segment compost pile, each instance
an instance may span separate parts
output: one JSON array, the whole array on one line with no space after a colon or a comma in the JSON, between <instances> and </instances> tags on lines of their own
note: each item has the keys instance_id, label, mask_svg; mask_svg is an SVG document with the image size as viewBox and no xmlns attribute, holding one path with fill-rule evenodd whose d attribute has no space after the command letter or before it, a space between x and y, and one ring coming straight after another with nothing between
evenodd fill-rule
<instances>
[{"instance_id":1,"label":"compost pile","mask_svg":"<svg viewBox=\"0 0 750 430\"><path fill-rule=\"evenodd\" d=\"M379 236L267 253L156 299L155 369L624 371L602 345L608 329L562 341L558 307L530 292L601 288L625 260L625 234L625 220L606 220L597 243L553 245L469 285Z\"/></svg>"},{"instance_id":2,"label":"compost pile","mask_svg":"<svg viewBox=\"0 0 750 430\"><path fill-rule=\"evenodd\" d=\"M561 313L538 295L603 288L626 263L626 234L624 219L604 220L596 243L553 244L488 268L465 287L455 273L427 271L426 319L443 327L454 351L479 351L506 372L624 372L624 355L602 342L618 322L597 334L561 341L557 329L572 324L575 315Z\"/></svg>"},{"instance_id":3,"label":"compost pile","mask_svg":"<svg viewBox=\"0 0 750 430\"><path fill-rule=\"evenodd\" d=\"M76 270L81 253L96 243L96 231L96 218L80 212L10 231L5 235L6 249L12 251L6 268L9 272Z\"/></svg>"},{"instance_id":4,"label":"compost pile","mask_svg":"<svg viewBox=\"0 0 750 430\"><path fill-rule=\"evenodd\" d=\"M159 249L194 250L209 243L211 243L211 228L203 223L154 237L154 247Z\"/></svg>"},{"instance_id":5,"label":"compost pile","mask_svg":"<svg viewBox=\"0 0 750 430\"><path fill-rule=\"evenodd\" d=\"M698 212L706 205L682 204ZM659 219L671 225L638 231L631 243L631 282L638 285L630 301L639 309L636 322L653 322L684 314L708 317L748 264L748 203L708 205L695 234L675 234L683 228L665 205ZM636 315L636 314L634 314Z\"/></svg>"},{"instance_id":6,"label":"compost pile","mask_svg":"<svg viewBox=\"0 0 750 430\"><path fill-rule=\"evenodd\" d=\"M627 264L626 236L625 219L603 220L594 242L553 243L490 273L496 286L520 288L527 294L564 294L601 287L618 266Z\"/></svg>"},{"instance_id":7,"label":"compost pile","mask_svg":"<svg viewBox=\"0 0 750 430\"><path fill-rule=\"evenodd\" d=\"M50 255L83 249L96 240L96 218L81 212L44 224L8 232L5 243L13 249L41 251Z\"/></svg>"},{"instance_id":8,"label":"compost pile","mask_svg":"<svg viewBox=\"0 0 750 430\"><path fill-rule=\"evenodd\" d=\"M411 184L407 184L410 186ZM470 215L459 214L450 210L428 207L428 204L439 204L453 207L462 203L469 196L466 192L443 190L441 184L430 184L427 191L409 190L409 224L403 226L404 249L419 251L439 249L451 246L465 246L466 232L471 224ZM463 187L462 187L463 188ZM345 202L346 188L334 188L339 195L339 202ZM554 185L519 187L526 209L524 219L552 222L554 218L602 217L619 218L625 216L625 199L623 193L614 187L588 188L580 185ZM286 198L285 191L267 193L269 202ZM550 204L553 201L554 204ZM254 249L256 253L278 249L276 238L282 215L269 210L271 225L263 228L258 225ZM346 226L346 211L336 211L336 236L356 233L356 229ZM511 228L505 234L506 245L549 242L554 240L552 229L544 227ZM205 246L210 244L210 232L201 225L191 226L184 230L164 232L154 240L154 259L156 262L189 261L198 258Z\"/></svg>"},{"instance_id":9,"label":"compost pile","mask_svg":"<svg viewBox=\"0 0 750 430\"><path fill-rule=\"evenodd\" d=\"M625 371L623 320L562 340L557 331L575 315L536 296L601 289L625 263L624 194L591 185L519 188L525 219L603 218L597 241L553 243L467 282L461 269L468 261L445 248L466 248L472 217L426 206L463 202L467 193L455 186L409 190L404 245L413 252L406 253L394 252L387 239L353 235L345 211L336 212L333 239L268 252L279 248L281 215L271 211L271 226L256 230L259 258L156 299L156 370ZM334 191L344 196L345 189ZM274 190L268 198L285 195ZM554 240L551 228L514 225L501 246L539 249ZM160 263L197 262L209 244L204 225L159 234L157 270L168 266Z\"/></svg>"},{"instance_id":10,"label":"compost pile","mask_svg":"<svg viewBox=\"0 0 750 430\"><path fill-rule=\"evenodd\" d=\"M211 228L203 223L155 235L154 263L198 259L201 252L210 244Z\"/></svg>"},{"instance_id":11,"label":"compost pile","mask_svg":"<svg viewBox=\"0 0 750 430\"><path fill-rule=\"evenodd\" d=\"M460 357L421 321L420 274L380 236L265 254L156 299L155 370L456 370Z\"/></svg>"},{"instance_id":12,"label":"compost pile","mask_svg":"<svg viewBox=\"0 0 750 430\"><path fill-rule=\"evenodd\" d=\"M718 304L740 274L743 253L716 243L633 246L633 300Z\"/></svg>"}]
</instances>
• • • • • • •
THE PROBLEM:
Pull every line containing the word "each" out of the material.

EXERCISE RESPONSE:
segment compost pile, each instance
note: each item has the keys instance_id, label, mask_svg; mask_svg is an SVG document with the image size as viewBox and no xmlns attribute, holding one path with fill-rule evenodd whose d attribute has no space after the command letter or before it, a space between x and y, and one ring coming straight after another with nothing between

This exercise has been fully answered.